Goal: Find every line in the data below that contains the word "road", treating uppercase and lowercase as different, and copy each of those lines.

Input material:
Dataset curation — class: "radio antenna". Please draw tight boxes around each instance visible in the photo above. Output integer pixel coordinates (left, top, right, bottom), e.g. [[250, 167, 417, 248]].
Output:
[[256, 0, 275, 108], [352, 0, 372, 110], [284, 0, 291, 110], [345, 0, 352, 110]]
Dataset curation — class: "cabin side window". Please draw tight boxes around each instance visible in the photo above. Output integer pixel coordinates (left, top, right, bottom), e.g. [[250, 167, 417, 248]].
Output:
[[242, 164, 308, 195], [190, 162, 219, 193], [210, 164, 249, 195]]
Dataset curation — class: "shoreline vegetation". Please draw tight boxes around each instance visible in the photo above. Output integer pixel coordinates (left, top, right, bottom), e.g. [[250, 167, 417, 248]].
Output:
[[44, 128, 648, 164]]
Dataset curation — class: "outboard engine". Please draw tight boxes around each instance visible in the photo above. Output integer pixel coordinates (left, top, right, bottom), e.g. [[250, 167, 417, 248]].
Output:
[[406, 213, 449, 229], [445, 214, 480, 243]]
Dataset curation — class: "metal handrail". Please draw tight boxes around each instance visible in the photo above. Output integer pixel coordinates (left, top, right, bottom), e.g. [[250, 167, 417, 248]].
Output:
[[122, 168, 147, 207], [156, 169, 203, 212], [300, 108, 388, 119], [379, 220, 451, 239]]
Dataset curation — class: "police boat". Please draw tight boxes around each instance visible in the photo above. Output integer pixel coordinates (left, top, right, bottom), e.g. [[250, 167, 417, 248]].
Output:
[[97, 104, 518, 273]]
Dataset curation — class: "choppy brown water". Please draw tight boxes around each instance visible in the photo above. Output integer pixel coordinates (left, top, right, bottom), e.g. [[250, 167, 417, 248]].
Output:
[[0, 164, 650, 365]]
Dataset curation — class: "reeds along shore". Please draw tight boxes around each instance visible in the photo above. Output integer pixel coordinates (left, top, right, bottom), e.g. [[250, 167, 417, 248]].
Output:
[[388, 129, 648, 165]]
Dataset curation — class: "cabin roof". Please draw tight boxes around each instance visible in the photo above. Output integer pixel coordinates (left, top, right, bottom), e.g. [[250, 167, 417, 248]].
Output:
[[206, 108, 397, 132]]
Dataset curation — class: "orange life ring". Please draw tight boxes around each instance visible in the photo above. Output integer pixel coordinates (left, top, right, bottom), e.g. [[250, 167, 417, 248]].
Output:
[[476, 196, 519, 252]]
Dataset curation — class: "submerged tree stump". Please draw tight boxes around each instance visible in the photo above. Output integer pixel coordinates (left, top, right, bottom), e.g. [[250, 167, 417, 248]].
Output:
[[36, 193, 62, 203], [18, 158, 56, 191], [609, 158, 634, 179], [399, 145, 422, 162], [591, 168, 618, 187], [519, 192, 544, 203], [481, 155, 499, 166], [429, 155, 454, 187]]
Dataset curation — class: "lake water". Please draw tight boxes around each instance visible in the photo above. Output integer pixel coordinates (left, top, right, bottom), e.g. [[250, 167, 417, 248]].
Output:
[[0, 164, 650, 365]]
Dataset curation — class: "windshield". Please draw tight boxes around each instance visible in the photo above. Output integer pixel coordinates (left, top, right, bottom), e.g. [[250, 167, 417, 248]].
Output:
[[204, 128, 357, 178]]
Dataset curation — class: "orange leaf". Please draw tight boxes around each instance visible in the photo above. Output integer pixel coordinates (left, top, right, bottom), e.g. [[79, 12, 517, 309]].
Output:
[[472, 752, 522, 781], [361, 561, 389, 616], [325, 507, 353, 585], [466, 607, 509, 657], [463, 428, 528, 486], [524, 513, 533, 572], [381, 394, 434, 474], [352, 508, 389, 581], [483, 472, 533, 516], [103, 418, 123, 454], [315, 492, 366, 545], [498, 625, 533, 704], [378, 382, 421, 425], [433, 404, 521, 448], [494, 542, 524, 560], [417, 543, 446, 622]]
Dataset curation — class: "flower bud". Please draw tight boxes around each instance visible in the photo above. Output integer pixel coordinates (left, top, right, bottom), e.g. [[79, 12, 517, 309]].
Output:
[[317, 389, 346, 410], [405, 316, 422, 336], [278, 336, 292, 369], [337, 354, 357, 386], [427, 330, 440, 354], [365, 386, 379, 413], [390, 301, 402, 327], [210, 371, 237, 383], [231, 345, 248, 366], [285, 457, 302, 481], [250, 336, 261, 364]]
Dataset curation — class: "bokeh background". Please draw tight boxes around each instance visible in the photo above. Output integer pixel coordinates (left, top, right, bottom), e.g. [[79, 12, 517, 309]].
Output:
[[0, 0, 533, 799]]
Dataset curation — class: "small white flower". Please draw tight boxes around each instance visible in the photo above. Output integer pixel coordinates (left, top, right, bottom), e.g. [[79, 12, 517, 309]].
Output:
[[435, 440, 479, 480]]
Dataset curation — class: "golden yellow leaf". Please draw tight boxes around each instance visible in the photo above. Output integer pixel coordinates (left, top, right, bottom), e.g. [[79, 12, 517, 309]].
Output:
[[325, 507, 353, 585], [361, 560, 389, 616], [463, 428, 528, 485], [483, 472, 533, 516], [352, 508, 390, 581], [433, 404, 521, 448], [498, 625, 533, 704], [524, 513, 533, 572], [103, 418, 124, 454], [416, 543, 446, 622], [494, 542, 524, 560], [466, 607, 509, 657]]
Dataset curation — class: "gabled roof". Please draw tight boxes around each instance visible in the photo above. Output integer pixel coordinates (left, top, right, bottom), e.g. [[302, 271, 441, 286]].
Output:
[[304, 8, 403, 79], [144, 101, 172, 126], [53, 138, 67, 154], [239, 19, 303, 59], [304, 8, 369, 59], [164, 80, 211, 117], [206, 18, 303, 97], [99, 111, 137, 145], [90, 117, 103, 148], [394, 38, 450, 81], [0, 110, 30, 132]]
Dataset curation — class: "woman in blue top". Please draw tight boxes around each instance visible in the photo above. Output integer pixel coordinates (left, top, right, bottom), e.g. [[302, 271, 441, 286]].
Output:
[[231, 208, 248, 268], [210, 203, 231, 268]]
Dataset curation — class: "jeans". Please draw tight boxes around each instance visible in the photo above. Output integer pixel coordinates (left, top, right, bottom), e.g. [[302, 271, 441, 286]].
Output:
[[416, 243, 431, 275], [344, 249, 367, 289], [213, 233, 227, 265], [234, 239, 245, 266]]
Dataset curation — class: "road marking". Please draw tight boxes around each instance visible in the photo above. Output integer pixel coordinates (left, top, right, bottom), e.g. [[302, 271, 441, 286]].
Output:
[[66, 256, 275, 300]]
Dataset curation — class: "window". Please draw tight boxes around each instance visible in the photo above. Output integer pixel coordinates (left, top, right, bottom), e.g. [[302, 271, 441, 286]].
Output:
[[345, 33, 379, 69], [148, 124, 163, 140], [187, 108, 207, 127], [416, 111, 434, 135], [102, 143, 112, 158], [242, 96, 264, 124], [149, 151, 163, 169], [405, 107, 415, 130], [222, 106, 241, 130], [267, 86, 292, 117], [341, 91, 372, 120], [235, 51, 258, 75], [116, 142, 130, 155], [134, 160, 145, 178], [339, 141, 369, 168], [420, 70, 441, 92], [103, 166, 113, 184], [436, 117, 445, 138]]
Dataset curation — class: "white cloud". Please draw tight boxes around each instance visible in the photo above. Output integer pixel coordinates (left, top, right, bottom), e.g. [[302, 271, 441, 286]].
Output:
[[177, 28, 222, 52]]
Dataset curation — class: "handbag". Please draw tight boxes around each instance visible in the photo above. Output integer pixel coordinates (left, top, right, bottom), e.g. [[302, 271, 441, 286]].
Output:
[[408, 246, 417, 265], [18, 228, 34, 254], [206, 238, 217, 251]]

Output:
Dataset curation — class: "road marking". Please draw tight boxes around each instance visible in the photo above. Output integer pixel coordinates (left, top, right, bottom), e.g. [[302, 271, 441, 286]].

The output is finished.